[Position identification records]
-- start --

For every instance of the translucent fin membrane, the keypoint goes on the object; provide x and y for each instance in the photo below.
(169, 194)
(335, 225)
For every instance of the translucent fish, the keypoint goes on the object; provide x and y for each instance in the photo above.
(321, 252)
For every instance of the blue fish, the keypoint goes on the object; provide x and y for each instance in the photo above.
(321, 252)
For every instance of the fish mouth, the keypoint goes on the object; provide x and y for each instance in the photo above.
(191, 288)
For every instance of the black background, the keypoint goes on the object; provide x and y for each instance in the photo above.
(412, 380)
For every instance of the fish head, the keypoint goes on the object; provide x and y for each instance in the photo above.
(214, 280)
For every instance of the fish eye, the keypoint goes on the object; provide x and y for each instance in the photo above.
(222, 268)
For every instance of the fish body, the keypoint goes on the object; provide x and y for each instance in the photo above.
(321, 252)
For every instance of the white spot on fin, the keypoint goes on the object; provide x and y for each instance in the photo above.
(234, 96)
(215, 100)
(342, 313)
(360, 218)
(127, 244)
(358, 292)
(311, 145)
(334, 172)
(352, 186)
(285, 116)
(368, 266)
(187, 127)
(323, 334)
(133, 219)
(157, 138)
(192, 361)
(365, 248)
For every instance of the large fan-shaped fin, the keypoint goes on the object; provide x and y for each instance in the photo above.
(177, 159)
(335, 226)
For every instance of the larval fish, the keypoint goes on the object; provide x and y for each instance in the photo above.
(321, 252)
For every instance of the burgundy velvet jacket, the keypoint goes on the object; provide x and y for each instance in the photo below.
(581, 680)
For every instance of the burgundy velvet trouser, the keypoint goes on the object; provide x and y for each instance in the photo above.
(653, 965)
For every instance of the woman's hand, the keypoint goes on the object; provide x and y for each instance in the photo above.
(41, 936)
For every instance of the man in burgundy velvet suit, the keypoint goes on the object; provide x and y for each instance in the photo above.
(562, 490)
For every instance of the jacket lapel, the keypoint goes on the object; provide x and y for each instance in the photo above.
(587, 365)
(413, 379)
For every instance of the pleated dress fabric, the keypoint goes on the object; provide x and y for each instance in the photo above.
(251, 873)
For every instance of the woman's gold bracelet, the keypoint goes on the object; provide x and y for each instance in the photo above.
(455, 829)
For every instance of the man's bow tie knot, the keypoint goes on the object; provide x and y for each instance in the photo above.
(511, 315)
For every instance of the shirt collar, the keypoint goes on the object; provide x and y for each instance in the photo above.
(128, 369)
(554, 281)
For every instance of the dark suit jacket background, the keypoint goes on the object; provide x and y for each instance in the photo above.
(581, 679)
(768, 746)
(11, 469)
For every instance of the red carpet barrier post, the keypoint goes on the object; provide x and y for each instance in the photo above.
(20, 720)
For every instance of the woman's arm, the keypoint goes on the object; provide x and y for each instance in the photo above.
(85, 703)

-- end --

_What you should do_
Restate each record word for word.

_Full response_
For every instance of the translucent fin membrane, the keypoint goes on the object; provide x and y for each instance in the photo below.
(169, 194)
(335, 225)
For every instance of the translucent fish, the keypoint goes on the object; provide x and y for each instance in the photo above.
(321, 252)
For every instance of the blue fish, the keypoint goes on the object; provide x and y for each instance in the photo above.
(321, 252)
For every instance of the fish mouth, the keypoint goes on the object; provide x and y for each instance in the photo above.
(191, 288)
For every instance of the black background, the keypoint goes on the object; provide x and y for each instance in the photo above.
(412, 380)
For every instance of the fish head, the keypoint goes on the object; provide x and y for each instance in the photo above.
(214, 280)
For every instance of the fish eye, the keypoint goes on the object; provide x and y for each instance in the photo above.
(222, 268)
For every instance of the fish body, the keypoint goes on the object; provide x and y for each instance in the photo above.
(321, 252)
For every instance of the white spot on fin, the keypoint goes on the object; provide x and y for each instance in the photo above.
(234, 96)
(215, 100)
(342, 313)
(360, 218)
(127, 244)
(358, 292)
(311, 145)
(334, 172)
(352, 186)
(285, 116)
(368, 266)
(187, 127)
(323, 334)
(133, 219)
(157, 138)
(192, 361)
(365, 248)
For every instance of the large fan-shaped fin, the keypoint goes on the object; provide x and y for each instance in the photo above.
(177, 159)
(335, 226)
For every instance of the larval fish, the keypoint goes on the object; provide x and y for each instance in the photo above.
(321, 252)
For every instance of the burgundy velvet jacket, the keypoint goes on the object; provide x and y for each instance in the photo below.
(581, 680)
For every instance of the burgundy velvet trouser, the keypoint goes on the object; provide x and y for each instance in the photo above.
(653, 965)
For every instance of the woman's hand, the keypoint goes on the object; provide x and y for each instance in the photo above.
(41, 936)
For every instance of the man in burgundy velvet suit, the keypoint goes on the object; provide x and y for each instance in the photo above.
(562, 490)
For every instance of the jacket lapel, the keypoint goes on the object; provide x and y for each instance in the photo above.
(587, 365)
(413, 379)
For every instance of the pleated dress fabric, the keypoint goes on the object; provide x and y for each instance in the photo above.
(251, 873)
For every instance of the woman's gold bracelet, the keypoint goes on the object; provide x and y for each instance in the photo above.
(455, 829)
For every instance of the man's bow tie knot, the keypoint goes on the object; provide x and y for each instance in the photo above.
(511, 315)
For every instance of the shirt collar, the keypoint goes on the object; provide x and y for each instance in the photo above.
(128, 369)
(554, 281)
For every instance of the dark suit jacket background, the keypoint goes on the object; provide x and y for each instance in the photo above.
(581, 679)
(768, 746)
(11, 469)
For every instance of the red carpet barrier post, the keypoint goes on the object; provide x and y for each instance in the photo above.
(20, 720)
For every instance of the woman's arm, the keypoint goes on the object; provide x and y for each instance in the photo above.
(85, 703)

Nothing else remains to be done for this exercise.